Text shown
________________________________________
Fundamentals#
ArchiTXT represents a database instances as a hierarchical tree structure called the meta-model. This meta-model acts as an intermediary, database-agnostic representation. It allows flexible transformation from/to various database models such as :
Relational databases
Document-oriented databases
Graph databases (RDF, Property Graph)
Tabular formats (CSV, TSV, etc.)
Nested data structure (XML, JSON, YAML, etc.)
Instance Representation#
A database instance is a set of Tree
organised into a forest.
Each node in these trees represents a fundamental database concept. The key components are:
- Entity
A fundamental data unit representing a name-value couple such as attributes. It is represented by ENT nodes.
- Group
A collection of Entities that share a semantic relationship. It is represented by GROUP nodes.
- Relation
A connection between two Groups. It is represented by REL nodes.
- Collection
A set of equivalent Groups or Relations. It is represented by COLL nodes.
Below is a visual representation of an instance in ArchiTXT:
--- config: theme: neutral --- graph TD; root["ROOT"] root --> r1[REL1] r1 --> g1[GROUP1] r1 --> g2[GROUP2] root --> g3[GROUP1] g1 --> e1[ENT1] g1 --> e2[ENT2] g2 --> e3[ENT3] g3 --> e4[ENT1] g3 --> e5[ENT2]
Schema Definition#
Given an instance structured as a forest, a Schema
is a grammar.
This grammar recognises a subset of trees that compose a valid database instance.
The following, is the minimal schema that recognises the above instance:
ROOT ::= REL1 | GROUP1 | GROUP2 REL1 ::= GROUP1 GROUP2 GROUP1 ::= ENT1 ENT2 GROUP2 ::= ENT3 ENT1 ::= <data> ENT2 ::= <data> ENT3 ::= <data>
________________________________________
Supplied material
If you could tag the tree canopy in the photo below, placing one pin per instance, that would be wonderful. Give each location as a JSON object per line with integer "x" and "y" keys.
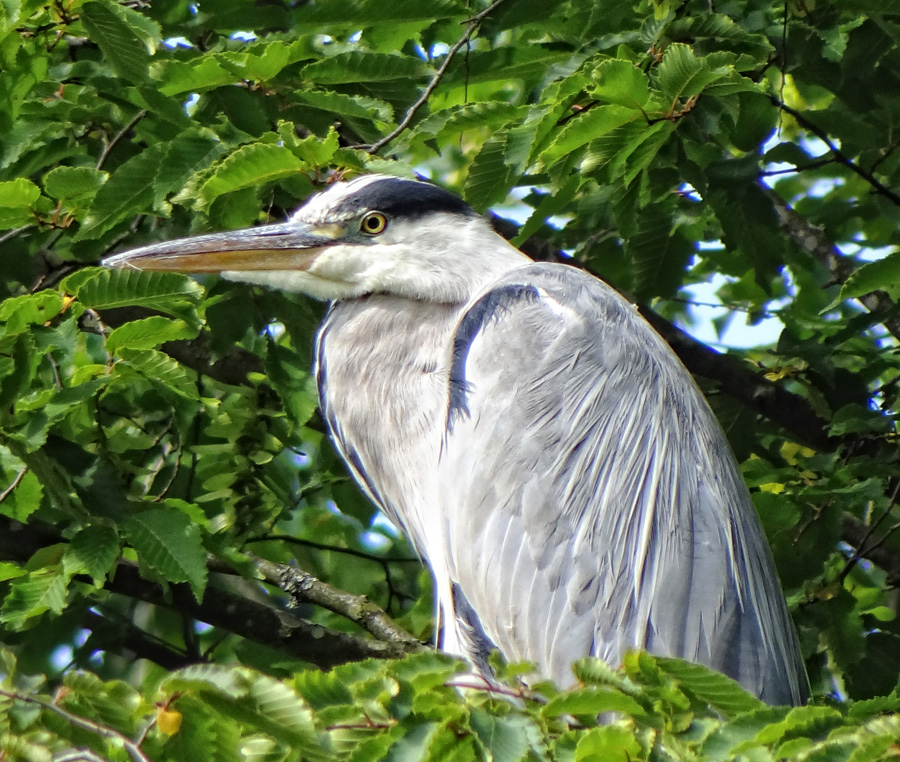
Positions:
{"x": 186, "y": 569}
________________________________________
Problems
**A.** Answer these questions from the ArchiTXT fundamentals text:
(i) What name does ArchiTXT give the hierarchical tree structure it uses to represent a database instance?
(ii) Which nodes represent a connection between two Groups?
(iii) What is a Schema, given an instance structured as a forest?
**B.** Reproduce the ArchiTXT fundamentals text between "Nested data structure" and "by GROUP nodes.", inclusive, word for word.

Per-task answers
**A.**
(i) The meta-model.
(ii) REL nodes.
(iii) A grammar.

**B.**
Nested data structure (XML, JSON, YAML, etc.)
Instance Representation#
A database instance is a set of Tree
organised into a forest.
Each node in these trees represents a fundamental database concept. The key components are:
- Entity
A fundamental data unit representing a name-value couple such as attributes. It is represented by ENT nodes.
- Group
A collection of Entities that share a semantic relationship. It is represented by GROUP nodes.